I finally got to see Harry Potter and the Goblet of Fire. My Aunt Barb took pity on me and treated me to a matinee showing on Saturday afternoon. It was packed, but we got there early enough to get decent seats. We sat in the very last row, up against the wall, so that we wouldn't have tons of people to annoy us. Excellent movie, very funny. I will go again to see it with anyone who'd like to accompany me.
Of course, the movie is 3 hours long. Now, I didn't get fidgety or antsy for it to be over. But when I shuffled out into the hallway after the credits started rolling, my eyes were completely unfocused. I vaguely saw the shape of workers standing there, waiting for us all to file out so they could clean up. One boyish figure raised his hand and said, "Hello, April." Now, let me backtrack and say that when I first learned I'd be going to see Harry Potter, I quickly changed into nicer clothes and into my skull and crossbones shoes. The former because I'd be out in public, and the latter because I hoped that if I ran into Logan, he'd be impressed with my footwear.

=== Object detection data ===
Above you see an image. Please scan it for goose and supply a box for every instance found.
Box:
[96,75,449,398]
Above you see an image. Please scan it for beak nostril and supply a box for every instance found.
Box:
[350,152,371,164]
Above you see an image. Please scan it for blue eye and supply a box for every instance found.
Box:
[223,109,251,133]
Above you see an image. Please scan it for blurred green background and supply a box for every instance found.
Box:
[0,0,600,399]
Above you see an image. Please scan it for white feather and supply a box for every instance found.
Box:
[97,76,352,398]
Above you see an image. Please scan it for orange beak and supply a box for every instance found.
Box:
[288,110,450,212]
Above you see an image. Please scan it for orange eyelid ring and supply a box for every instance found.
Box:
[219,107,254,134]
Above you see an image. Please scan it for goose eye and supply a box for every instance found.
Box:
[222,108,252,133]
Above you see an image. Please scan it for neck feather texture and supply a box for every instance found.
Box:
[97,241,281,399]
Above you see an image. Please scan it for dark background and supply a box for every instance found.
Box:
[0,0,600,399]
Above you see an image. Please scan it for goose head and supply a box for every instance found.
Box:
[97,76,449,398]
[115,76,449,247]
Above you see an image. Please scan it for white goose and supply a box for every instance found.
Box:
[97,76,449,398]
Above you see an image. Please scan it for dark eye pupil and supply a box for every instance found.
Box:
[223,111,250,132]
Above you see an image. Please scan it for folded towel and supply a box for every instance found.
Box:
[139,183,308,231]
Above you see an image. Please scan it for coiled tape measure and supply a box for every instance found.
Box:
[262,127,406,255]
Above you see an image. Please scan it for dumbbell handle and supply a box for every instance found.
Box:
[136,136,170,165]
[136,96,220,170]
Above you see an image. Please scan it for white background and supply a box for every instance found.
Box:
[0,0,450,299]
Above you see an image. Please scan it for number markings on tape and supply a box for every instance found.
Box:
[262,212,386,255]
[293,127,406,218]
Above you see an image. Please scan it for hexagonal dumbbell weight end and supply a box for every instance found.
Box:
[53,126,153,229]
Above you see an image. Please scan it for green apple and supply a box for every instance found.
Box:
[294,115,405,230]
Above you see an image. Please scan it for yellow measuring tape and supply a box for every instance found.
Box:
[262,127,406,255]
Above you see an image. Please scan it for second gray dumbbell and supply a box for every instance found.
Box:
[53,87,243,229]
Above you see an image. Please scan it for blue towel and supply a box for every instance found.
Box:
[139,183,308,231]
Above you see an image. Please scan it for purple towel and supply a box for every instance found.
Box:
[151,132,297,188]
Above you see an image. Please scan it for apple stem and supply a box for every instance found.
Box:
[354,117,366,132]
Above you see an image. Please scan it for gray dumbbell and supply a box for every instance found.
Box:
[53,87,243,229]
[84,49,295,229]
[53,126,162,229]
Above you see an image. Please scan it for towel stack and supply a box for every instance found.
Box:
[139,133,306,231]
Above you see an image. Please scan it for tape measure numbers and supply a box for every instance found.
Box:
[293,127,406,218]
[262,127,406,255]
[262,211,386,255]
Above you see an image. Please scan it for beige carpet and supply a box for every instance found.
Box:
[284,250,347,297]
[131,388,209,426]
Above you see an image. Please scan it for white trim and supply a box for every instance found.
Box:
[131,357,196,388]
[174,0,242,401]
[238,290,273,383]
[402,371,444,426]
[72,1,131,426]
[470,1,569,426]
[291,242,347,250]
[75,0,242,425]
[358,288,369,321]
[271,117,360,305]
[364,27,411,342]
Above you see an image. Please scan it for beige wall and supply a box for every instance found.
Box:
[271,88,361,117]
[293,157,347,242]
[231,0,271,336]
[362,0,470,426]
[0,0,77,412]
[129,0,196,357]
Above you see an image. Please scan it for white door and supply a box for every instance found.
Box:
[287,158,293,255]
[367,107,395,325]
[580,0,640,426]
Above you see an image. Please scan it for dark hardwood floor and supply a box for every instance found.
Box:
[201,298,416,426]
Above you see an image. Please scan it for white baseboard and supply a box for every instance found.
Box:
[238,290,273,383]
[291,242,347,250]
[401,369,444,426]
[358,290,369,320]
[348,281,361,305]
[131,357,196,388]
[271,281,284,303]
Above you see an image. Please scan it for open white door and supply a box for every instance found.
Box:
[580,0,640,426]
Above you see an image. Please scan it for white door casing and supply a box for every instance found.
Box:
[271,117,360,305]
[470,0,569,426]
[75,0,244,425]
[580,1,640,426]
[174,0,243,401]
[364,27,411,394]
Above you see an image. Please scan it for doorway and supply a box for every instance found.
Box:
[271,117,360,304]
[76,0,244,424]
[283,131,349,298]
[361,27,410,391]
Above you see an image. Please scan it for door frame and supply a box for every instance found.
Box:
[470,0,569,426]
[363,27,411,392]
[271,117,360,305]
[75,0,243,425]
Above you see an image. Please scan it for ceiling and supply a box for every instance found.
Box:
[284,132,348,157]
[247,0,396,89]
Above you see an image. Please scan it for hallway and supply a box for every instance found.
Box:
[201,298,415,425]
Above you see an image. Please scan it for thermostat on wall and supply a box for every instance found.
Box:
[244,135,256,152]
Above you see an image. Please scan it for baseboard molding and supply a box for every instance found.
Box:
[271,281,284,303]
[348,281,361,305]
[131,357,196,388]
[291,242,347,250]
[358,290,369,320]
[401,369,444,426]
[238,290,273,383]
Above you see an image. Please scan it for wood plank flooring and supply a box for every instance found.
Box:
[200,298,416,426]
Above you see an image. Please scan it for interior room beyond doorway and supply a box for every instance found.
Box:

=== Tasks for this exercise ===
[1] In the moviegoing post, who treated the writer to the matinee showing?
[2] Duplicate the part of the moviegoing post starting with "Of course, the" and going on through "with my footwear.".
The records are not needed for this work.

=== Results for each task ===
[1] Aunt Barb

[2]
Of course, the movie is 3 hours long. Now, I didn't get fidgety or antsy for it to be over. But when I shuffled out into the hallway after the credits started rolling, my eyes were completely unfocused. I vaguely saw the shape of workers standing there, waiting for us all to file out so they could clean up. One boyish figure raised his hand and said, "Hello, April." Now, let me backtrack and say that when I first learned I'd be going to see Harry Potter, I quickly changed into nicer clothes and into my skull and crossbones shoes. The former because I'd be out in public, and the latter because I hoped that if I ran into Logan, he'd be impressed with my footwear.